BEGIN PAGE EXCERPT

Monday, August 23, 2010

Double-lung recipient earns silver at Canadian Transplant Games

Carol Dubeau holds the silver medal she received
Photo: Brent Davis

I met Carol Dubeau several times while she was waiting for her lung transplant at Toronto General Hospital and it's amazing to see the transformation that has taken place since her transplant. I'm very pleased to post this story about her trip to The Canadian Transplant Games.

By Brent Davis Waterloo Region Record

WATERLOO, Ontario — It’s a time Carol Dubeau will never forget.

Forty-two minutes, 53 seconds.

It’s the time she took to complete a three-kilometer competitive walk in Quebec City earlier this month.

But in many ways, it’s taken a lot longer for her to cover that distance.

Just over a year ago, the 63-year-old Waterloo woman was lying in a coma in a Toronto hospital, her body struggling to accept a transplanted pair of lungs after hers were stricken with a rare type of pneumonia.

When she emerged from the five-week coma, she’d lost her muscle memory. She couldn’t walk; she could barely talk. Dubeau embarked on the long road to recovery.

By May, she was able to walk a mile (1.6 kilometers) on an indoor track. She set her sights on the Canadian Transplant Games in Quebec.

END PAGE EXCERPT

> _WORK TO COMPLETE_: Copy the entire article about Carol Dubeau at the Canadian Transplant Games word for word. The entries that follow are separate material, unrelated to the article.

BEGIN PROVIDED RECORDS

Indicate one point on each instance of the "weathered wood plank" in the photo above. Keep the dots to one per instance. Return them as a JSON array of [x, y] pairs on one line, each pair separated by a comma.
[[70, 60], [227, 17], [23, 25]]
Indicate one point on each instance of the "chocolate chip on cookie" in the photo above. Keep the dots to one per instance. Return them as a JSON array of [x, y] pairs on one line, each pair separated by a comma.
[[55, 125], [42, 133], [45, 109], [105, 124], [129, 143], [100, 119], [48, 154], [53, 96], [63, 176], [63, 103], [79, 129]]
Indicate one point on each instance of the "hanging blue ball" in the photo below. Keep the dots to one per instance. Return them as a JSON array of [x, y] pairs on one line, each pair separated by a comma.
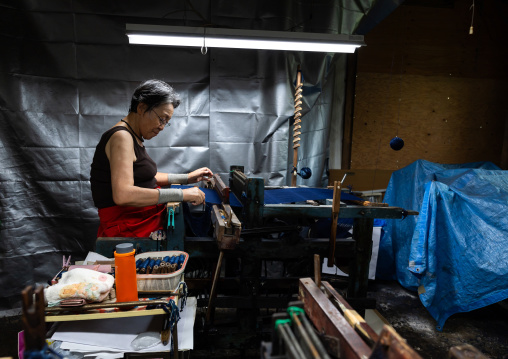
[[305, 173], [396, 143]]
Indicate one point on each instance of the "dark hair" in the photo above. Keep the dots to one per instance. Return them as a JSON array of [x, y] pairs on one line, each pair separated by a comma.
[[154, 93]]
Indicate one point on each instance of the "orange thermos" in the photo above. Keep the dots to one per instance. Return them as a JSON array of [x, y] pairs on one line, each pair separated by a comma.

END PROVIDED RECORDS
BEGIN PROVIDED RECORDS

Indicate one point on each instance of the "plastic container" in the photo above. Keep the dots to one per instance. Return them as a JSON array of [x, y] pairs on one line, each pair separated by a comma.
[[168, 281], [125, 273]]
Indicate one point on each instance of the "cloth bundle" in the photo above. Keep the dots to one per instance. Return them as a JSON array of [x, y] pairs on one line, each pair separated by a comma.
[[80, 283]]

END PROVIDED RECORDS
BEGIN PROVIDED RECORDS

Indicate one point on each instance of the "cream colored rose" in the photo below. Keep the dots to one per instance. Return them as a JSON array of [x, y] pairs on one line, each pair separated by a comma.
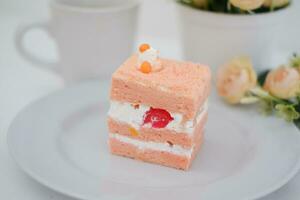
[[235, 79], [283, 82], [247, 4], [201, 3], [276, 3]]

END PROVIDED RECORDS

> _EXERCISE ANSWER_:
Monday, August 23, 2010

Double-lung recipient earns silver at Canadian Transplant Games

Carol Dubeau holds the silver medal she received
Photo: Brent Davis

I met Carol Dubeau several times while she was waiting for her lung transplant at Toronto General Hospital and it's amazing to see the transformation that has taken place since her transplant. I'm very pleased to post this story about her trip to The Canadian Transplant Games.

By Brent Davis Waterloo Region Record

WATERLOO, Ontario — It’s a time Carol Dubeau will never forget.

Forty-two minutes, 53 seconds.

It’s the time she took to complete a three-kilometer competitive walk in Quebec City earlier this month.

But in many ways, it’s taken a lot longer for her to cover that distance.

Just over a year ago, the 63-year-old Waterloo woman was lying in a coma in a Toronto hospital, her body struggling to accept a transplanted pair of lungs after hers were stricken with a rare type of pneumonia.

When she emerged from the five-week coma, she’d lost her muscle memory. She couldn’t walk; she could barely talk. Dubeau embarked on the long road to recovery.

By May, she was able to walk a mile (1.6 kilometers) on an indoor track. She set her sights on the Canadian Transplant Games in Quebec.